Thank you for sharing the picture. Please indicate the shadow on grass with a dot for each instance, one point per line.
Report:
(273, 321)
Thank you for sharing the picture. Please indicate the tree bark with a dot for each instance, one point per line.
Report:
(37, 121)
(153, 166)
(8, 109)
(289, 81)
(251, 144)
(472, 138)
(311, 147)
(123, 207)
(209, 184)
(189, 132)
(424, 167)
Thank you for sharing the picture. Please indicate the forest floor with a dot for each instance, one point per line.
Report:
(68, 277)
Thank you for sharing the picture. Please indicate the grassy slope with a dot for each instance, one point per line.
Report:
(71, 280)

= = = =

* _About this task_: Using the entries above, find all lines with "indicate". Copy them.

* _The answer_:
Thank you for sharing the picture. Please indicate the shadow on grass with a dot for each instance, one point per line.
Thank you for sharing the picture. Please indicate the tree bark with a dot for each instance, one point per line.
Thank you for sharing the picture. Please indicate the forest floor with a dot for each instance, one point per line.
Thank you for sharing the picture. Please indicate the grassy slope with a dot for each instance, one point per line.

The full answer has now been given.